### Document segment
Group operating expenses in H1.2014 presented a significant decline (down 12% yoy), as substantial cost cutting continued in all geographical areas. In Greece, staff expenses declined by 18% yoy, due primarily to the synergies generated by the voluntary retirement scheme that was completed at the end of 2013, and the contraction of general expenses and depreciation and amortization by 11%. In the countries of SE Europe, the reduction of operating costs in H1.2014 amounted to 6%, while in Turkey costs declined by 6% qoq, reflecting successful efforts to contain operating expenses.


As regards the quality of the Group’s loan book, the slowdown in new +90 dpd loans continued at a rapid pace for an eighth consecutive quarter. Specifically, the generation of new +90 dpd loans dropped by an impressive 46% yoy, amounting to €304 million in Q2.2014. Even on a quarterly basis the reduction amounted to an impressive 20%. As a result, provisions at Group level were reduced to €342 million, down by 5%, vs. €362 million in Q1.2014. The Group maintains high provision coverage levels, at 56%, the highest in the market.  Furthermore, the +90 dpd Group loan ratio stood at 23.2% at the end of June 2014, vs. 23.0% at the end of March.


Liquidity has been on a steadily improving trajectory over the past quarters. Specifically, the Group’s deposits posted growth of 8% yoy, thereby improving the liquidity ratio (loans/deposits) to 94%, vs. 102% in June 2013. In Greece, the loan-to-deposit ratio stood at 83% — an improvement of 10 pps yoy — thereby placing NBG comfortably in the best position in the domestic market in terms of liquidity. Note that the corresponding ratio for SE Europe, which stood at 100% (an improvement of 4 pps yoy), is low relative to peers in the same markets, while it has decreased dramatically when compared with the pre-crisis levels, which were in excess of 200%. In Turkey, deposit growth was in the order of 8% yoy in local




currency terms, while low-cost demand deposits grew by 17%, further enhancing the deposit mix.
######
Complete the following
**A)** Condense the paragraph beginning "As regards the quality of the Group's loan book" from the report on the Group's first-half 2014 results into a bulleted list that keeps its main figures.
**B)** Extend the report on the Group's first-half 2014 results past its final sentence.
### Provided records
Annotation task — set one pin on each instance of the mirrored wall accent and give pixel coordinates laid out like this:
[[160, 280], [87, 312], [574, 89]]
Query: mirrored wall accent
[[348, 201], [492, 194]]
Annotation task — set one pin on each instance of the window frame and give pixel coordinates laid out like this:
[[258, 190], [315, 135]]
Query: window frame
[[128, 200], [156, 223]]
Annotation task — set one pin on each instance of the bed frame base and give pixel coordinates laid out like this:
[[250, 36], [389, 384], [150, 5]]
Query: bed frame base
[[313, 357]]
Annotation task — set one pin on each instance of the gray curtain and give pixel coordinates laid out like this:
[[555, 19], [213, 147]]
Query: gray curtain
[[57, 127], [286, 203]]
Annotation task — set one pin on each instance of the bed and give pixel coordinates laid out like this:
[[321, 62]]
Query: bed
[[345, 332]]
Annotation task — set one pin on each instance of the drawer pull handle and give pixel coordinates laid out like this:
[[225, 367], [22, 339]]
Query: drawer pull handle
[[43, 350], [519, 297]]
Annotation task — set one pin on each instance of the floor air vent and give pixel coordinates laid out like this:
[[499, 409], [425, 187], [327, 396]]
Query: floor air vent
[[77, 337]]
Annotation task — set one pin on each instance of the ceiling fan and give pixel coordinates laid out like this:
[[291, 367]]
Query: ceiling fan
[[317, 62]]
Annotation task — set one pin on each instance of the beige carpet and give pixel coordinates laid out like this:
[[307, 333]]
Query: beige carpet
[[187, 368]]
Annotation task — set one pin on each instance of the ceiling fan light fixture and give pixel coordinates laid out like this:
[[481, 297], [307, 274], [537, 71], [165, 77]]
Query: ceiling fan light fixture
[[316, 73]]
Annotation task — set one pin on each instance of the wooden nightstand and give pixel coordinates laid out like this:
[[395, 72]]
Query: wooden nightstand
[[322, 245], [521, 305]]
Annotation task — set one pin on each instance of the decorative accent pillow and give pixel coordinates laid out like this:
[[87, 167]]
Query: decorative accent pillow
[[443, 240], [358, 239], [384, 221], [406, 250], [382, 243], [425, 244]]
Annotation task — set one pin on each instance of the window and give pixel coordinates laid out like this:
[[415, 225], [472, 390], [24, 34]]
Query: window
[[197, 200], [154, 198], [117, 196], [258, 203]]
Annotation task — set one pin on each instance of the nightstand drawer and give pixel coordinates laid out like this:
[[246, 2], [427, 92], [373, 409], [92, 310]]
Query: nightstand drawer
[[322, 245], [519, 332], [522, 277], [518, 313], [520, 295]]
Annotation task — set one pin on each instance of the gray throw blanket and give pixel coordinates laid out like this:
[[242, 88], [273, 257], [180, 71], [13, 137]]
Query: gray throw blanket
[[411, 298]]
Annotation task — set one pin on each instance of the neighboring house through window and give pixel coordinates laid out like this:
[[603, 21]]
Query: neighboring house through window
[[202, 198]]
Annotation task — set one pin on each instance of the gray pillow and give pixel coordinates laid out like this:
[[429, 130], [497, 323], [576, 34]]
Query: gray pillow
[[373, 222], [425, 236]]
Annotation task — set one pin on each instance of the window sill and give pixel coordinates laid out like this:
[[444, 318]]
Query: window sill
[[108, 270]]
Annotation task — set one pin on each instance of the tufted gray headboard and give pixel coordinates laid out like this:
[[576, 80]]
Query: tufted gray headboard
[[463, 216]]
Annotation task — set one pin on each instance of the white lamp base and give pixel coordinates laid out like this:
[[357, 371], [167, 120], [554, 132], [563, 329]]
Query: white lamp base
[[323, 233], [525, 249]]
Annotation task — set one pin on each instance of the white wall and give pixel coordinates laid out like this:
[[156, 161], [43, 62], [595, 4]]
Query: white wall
######
Outputs for the tasks
**A)**
- New +90 dpd loan generation kept slowing at a rapid pace for an eighth consecutive quarter.
- New +90 dpd loans came to €304 million in Q2.2014, down 46% yoy and 20% qoq.
- Group provisions fell 5% to €342 million, from €362 million in Q1.2014.
- Provision coverage stays high at 56%, the highest in the market.
- The Group +90 dpd loan ratio was 23.2% at the end of June 2014, vs. 23.0% at the end of March.

**B)**
In Q2.2014, following the successful completion of the Bank’s share capital increase of €2.5 billion, the CET 1 capital adequacy ratio stood at 16.2%, implying a substantial buffer to the minimum regulatory level of 8%, and placing NBG significantly above the average for the European banking sector, currently 10%. It is worth noting that this position will be significantly enhanced in the near future through further capital actions which are already underway and should be completed before the end of the year, as well through the positive and steadily improving core profitability of the Group.


Greece: containment of operating expenses and impressive slowdown in new NPLs give cause for optimism for the rest of the year


The main aspects of developments in domestic business in H1.2014 provide cause for optimism for the rest of the year:


i)      Net interest income grew by 11% yoy, while revenues from core activities, including net fees and commission income, also grew by 11% yoy.


ii)     Operating expenses presented an impressive 16% decline yoy, reflecting the benefits of the voluntary retirement scheme that was completed at the end of 2013 and contributed to a drastic 18% yoy reduction in staff expenses.


iii)    Provisions for +90 dpd loans continued to fall, reflecting the 31% yoy slowdown in new delinquencies.


New +90 dpd loans continued their downward trend in Q2.2014 to €262 million, slowing drastically by 16% qoq. As a result, provisions for doubtful claims in H1.2014 contracted by 18% yoy, while the coverage ratio remained at 56%. The +90 dpd loan ratio stood at 29.3% vs. 28.4% in the previous quarter, mainly reflecting a small decline in loan book outstandings.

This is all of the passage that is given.